Activity
Once the pictures are set aside, copy the data below exactly as it stands.
─── The data ───
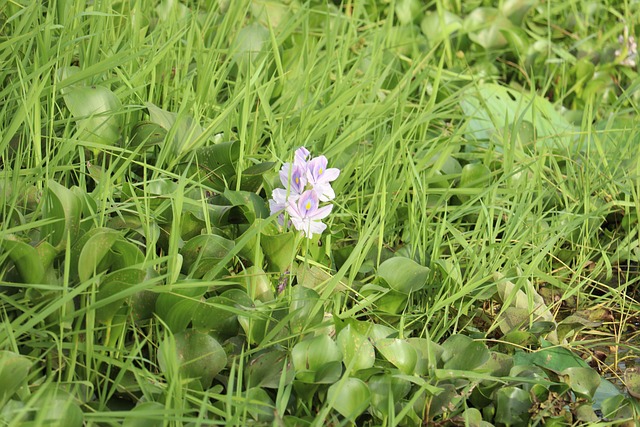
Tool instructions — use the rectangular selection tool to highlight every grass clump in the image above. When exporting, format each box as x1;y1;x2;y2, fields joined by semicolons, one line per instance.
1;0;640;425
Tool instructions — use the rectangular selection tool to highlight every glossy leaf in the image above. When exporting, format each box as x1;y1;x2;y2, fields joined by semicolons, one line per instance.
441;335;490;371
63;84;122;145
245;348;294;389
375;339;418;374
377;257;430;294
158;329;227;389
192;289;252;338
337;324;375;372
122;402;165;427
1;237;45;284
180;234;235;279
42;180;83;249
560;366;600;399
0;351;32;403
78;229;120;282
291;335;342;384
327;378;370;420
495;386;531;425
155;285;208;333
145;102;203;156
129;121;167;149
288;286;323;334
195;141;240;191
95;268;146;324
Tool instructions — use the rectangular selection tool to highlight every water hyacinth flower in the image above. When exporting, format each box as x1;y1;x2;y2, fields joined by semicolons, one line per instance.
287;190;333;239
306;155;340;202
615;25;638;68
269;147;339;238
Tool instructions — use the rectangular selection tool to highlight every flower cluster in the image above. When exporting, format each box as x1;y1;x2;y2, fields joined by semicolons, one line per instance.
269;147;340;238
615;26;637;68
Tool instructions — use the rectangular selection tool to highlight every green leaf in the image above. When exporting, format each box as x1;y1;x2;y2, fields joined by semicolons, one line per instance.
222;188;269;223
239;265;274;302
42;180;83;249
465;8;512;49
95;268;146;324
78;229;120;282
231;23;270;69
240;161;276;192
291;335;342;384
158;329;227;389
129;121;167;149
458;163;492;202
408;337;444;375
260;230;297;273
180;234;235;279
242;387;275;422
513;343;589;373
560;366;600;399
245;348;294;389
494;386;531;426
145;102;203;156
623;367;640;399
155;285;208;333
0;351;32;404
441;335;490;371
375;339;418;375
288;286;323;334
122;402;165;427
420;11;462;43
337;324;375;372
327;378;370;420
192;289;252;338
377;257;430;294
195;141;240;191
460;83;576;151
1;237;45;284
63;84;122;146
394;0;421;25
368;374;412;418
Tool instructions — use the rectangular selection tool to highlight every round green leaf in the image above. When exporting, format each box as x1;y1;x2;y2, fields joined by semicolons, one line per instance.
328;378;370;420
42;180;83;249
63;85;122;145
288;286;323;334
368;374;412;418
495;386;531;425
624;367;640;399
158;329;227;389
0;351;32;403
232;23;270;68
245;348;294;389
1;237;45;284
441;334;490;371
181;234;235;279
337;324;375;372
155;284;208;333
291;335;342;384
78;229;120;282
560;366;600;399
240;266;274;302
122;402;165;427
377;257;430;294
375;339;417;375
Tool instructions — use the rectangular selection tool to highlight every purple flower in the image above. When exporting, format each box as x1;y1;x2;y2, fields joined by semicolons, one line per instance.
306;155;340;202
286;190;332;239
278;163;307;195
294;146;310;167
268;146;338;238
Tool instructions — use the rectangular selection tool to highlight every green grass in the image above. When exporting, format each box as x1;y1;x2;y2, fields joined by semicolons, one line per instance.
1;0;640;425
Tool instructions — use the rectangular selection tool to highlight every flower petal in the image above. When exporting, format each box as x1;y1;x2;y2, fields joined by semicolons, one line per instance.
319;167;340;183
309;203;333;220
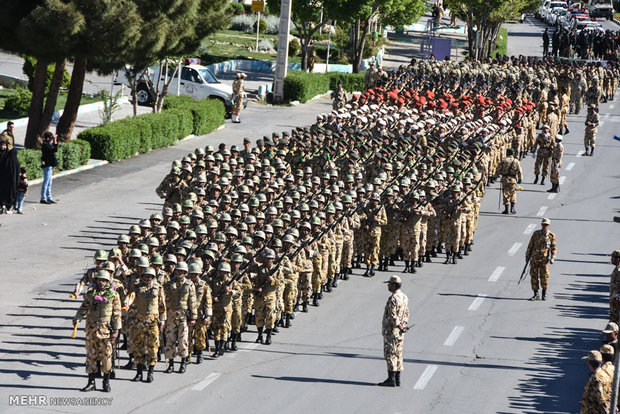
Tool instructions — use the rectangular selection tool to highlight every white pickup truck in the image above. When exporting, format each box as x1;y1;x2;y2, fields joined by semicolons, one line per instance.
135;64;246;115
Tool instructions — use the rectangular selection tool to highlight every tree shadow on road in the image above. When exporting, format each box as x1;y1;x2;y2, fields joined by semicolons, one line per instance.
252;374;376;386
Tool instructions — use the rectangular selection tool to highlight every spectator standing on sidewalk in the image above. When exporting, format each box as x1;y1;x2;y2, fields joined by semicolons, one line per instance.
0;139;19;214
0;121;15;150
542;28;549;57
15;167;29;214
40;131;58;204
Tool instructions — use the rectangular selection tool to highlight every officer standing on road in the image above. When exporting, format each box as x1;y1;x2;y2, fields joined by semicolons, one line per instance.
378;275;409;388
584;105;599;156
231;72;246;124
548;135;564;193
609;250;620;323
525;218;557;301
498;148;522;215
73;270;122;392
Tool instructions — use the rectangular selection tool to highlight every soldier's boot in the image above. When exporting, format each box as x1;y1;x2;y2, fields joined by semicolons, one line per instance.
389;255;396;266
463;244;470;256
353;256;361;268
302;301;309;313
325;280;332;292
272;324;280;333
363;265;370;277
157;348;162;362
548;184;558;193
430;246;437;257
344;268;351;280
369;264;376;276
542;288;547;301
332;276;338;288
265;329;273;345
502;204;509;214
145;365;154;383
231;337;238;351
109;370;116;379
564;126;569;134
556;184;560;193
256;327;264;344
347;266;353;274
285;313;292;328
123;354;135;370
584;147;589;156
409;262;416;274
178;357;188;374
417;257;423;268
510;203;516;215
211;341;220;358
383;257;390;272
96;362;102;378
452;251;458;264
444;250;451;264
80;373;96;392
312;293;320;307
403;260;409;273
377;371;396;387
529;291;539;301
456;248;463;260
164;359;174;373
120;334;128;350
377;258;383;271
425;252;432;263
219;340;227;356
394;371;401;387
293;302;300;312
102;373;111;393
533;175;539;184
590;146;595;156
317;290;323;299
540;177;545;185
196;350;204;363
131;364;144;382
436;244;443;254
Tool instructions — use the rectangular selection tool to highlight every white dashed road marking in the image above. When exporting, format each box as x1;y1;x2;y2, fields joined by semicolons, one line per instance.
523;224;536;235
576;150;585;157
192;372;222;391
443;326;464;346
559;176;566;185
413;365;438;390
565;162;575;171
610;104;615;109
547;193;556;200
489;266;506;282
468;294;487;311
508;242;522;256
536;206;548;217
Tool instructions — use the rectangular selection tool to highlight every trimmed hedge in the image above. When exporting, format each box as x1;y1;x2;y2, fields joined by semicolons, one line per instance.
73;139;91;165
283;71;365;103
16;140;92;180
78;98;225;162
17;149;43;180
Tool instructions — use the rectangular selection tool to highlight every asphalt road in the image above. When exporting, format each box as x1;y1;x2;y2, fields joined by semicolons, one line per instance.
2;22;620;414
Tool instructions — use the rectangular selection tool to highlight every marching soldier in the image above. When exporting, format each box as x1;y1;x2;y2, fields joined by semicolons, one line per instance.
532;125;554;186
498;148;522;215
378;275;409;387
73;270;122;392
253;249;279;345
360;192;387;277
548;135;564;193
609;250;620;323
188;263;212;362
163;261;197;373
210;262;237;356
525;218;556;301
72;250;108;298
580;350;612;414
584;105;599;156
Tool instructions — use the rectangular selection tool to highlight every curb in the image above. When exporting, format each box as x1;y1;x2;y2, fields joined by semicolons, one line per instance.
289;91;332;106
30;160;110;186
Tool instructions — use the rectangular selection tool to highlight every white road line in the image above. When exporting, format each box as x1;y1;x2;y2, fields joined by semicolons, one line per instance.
───
Exercise response
Tool instructions — use the rectangular selection tool to highlight every grass clump in the image above. When exporting, format each box as x1;y1;x2;y2, fields joined by semicolons, one line per instance.
1;0;640;425
Tool instructions — use the rectangular selection tool to highlight every glossy leaf in the image above. When exporting, format each box as x1;y1;x2;y2, fields joined by semicolons, one line per instance.
441;335;490;371
63;84;122;145
245;348;294;389
375;339;418;374
377;257;430;294
158;329;227;389
192;289;252;338
337;324;375;372
122;402;165;427
1;237;45;284
180;234;235;279
42;180;83;249
560;366;600;399
0;351;32;403
78;229;120;282
291;335;342;384
327;378;370;420
495;386;531;425
155;285;208;333
145;102;203;156
129;121;167;149
288;286;323;334
195;141;240;191
95;268;146;324
Tool instructions — use the rectangular selection tool to highlight every water hyacinth flower in the image above. When exporting, format each box as x1;y1;x2;y2, fields joined by semicolons, one line per instance.
287;190;333;239
306;155;340;202
615;25;638;68
269;147;339;238
Tool instructions — use the rectangular selection tool to highlight every flower cluster in the image above. When exporting, format each box as x1;y1;x2;y2, fields joined by semicolons, one line per instance.
269;147;340;238
615;26;637;68
Tool instructions — use the rectangular selection tool to highlight every green leaf in the image above. When exporting, format each box as x1;y1;x2;y2, fields joined by semicolons, one line per instance.
222;188;269;223
239;265;274;302
42;180;83;249
465;8;512;49
95;268;146;324
78;229;120;282
231;23;270;69
240;161;276;192
291;335;342;384
158;329;227;389
129;121;167;149
458;163;492;202
408;337;444;375
260;230;297;273
180;234;235;279
242;387;275;422
513;343;589;373
560;366;600;399
245;348;294;389
494;386;531;426
145;102;203;156
623;367;640;399
155;285;208;333
0;351;32;404
441;335;490;371
375;339;418;375
288;286;323;334
122;402;165;427
420;11;462;43
337;324;375;372
327;378;370;420
192;289;252;338
377;257;430;294
195;141;240;191
460;83;576;151
1;237;45;284
63;84;122;146
394;0;421;25
368;374;412;418
Tool instructions — use the rectangular selection tool to highlight every round green leaf in the image above. When exporting, format each box as x1;y1;x2;y2, fields joined by semicolons, one line per instance.
328;378;370;420
42;180;83;249
63;85;122;145
288;286;323;334
368;374;412;418
495;386;531;425
624;367;640;399
158;329;227;389
0;351;32;403
232;23;270;68
245;348;294;389
1;237;45;284
441;334;490;371
181;234;235;279
337;324;375;372
155;284;208;333
291;335;342;384
78;229;120;282
560;366;600;399
240;266;274;302
122;402;165;427
377;257;430;294
375;339;417;375
Tool instructions — use the rectangular selection tool to highlight every purple flower in the image above. When exporting, format each box as x1;y1;x2;y2, fields joined by semicolons, one line per instance.
306;155;340;202
286;190;332;239
278;163;307;195
294;146;310;167
268;146;338;238
Tool instructions — use the rectangular selection tool to highlight every green grass in the image above. When exporting, format each box as x1;y1;x2;y2, fields joined by semicolons, one line per instance.
1;0;640;425
Tool instructions — use the rectangular selection tool to highlight every flower petal in the image above. When exporting, format each box as x1;y1;x2;y2, fields joined by semicolons, one line per instance.
319;167;340;183
309;203;333;220
Tool instructions — use the rectangular selection tool to highlight every white pickup truck in the image above. When exporting, format each box as x1;y1;x2;y2, fields joined by semicolons, one line per instance.
135;64;246;115
Tool instructions — use the rectangular selection tool to highlight every tree shadow on road in the image above. When exporting, format each box as x1;y1;x2;y2, fields joined by semicolons, one line per instance.
252;374;376;386
Tool instructions — use the rectangular selection tool to highlight every spectator standing on sidewalk in the image above. When exporting, format each box as x1;y1;x2;y2, fields joined by semicolons, one line per instance.
0;139;19;214
0;121;15;150
542;28;549;57
15;167;29;214
40;131;58;204
Tool instructions — use the rectangular selection tool to highlight every officer standing on road in the image above. When exporting, format each box as x1;y1;x2;y2, fields joined by semicolons, one line per instance.
378;275;409;388
584;105;599;156
231;72;246;124
548;135;564;193
609;250;620;323
525;218;557;301
498;148;522;215
73;270;122;392
Tool instructions — use the rectangular selection tool to highlight every soldier's boot in the image above. When exporting, format each box as x1;y1;x2;y2, fields joined by semicolons, one line per instance.
389;255;396;266
463;244;470;256
353;256;361;268
302;301;309;313
325;280;332;292
272;324;280;333
363;265;370;277
157;348;162;362
548;184;558;193
430;246;437;257
344;268;351;280
369;264;376;276
542;288;547;301
332;276;338;288
265;329;273;345
502;204;509;214
145;365;154;383
231;337;238;351
109;370;116;379
564;126;569;134
556;184;560;193
256;327;264;344
347;266;353;274
285;313;292;328
123;354;135;370
584;147;589;156
409;262;416;274
178;357;188;374
417;257;423;268
510;203;516;215
211;341;220;358
383;257;390;272
96;362;102;378
452;251;458;264
444;250;451;264
80;373;96;392
312;293;320;307
403;260;409;273
377;371;396;387
529;291;539;301
456;248;463;260
164;359;174;373
120;334;128;350
377;258;383;271
425;252;432;263
219;340;227;356
394;371;401;387
293;302;300;312
102;373;111;393
533;175;539;184
590;146;595;156
317;290;323;299
540;177;545;185
196;350;204;363
131;364;144;382
436;244;443;254
Tool instructions — use the rectangular selection tool to highlight every white dashed road marking in the image above. When exporting, format each box as x1;y1;x2;y2, fields joined by semicolons, one line per instance.
523;224;536;235
576;150;585;157
192;372;222;391
443;326;464;346
559;176;566;185
413;365;438;390
565;162;575;171
610;104;615;109
547;193;556;200
489;266;506;282
468;294;487;311
508;242;522;256
536;206;548;217
Tool instructions — use the rectangular selection tool to highlight every trimmed hedge in the image above. When exporting, format each box as x1;y1;x2;y2, fields joined by semicolons, one line per instance.
73;139;91;165
283;71;365;103
16;140;92;180
78;98;225;162
17;149;43;180
Tool instructions — use the rectangular selection tool to highlight every asphalt road in the image above. When exporting, format each box as x1;y1;x2;y2, fields joined by semicolons, one line per instance.
2;22;620;414
Tool instructions — use the rectangular selection tool to highlight every marching soldier in the image above. When exporting, format each box as x1;y1;x2;y2, fields joined by semicolons, one line per instance.
532;125;554;186
498;148;522;215
378;275;409;387
73;270;122;392
253;249;279;345
360;192;387;277
548;135;564;193
609;250;620;323
188;263;212;362
163;261;197;373
210;262;237;356
525;218;556;301
72;250;108;298
580;350;612;414
584;105;599;156
Tool instructions — use the rectangular selection tool to highlight every curb in the image above. When exporting, format each box as x1;y1;x2;y2, fields joined by semicolons, one line per instance.
289;91;332;106
30;160;110;186
Tool instructions — use the rectangular selection tool to highlight every white road line in the image above. When exporting, format each box as x1;y1;x2;y2, fields joined by semicolons, one line per instance.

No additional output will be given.